**DATA PROVIDED:**
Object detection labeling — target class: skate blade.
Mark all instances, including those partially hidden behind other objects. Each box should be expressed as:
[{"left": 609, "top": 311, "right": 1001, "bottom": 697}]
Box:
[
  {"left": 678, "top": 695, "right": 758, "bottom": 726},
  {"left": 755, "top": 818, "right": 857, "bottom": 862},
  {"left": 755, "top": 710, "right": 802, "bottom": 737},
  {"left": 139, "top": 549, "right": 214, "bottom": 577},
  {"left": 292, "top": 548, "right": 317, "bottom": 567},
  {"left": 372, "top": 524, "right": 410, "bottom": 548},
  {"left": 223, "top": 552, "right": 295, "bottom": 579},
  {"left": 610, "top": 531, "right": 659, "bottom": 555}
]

**YOUR TASK:** Scale the lines above by reproducing them in full, but multiply every box coordinate in the answers by 0.9 and round each result to a whole number, with halves rounded up. Leave the format illustration's numbers as they are.

**OUTPUT FOR THIS EXERCISE:**
Object detection labeling — target class: skate blade.
Mark all instances, including those partially hidden behind other objects. Each box should be expressed as:
[{"left": 609, "top": 311, "right": 1001, "bottom": 697}]
Box:
[
  {"left": 610, "top": 626, "right": 682, "bottom": 653},
  {"left": 680, "top": 736, "right": 771, "bottom": 776},
  {"left": 680, "top": 639, "right": 722, "bottom": 663},
  {"left": 125, "top": 494, "right": 193, "bottom": 519},
  {"left": 263, "top": 493, "right": 285, "bottom": 510},
  {"left": 335, "top": 472, "right": 369, "bottom": 493},
  {"left": 201, "top": 497, "right": 266, "bottom": 521},
  {"left": 549, "top": 478, "right": 593, "bottom": 500}
]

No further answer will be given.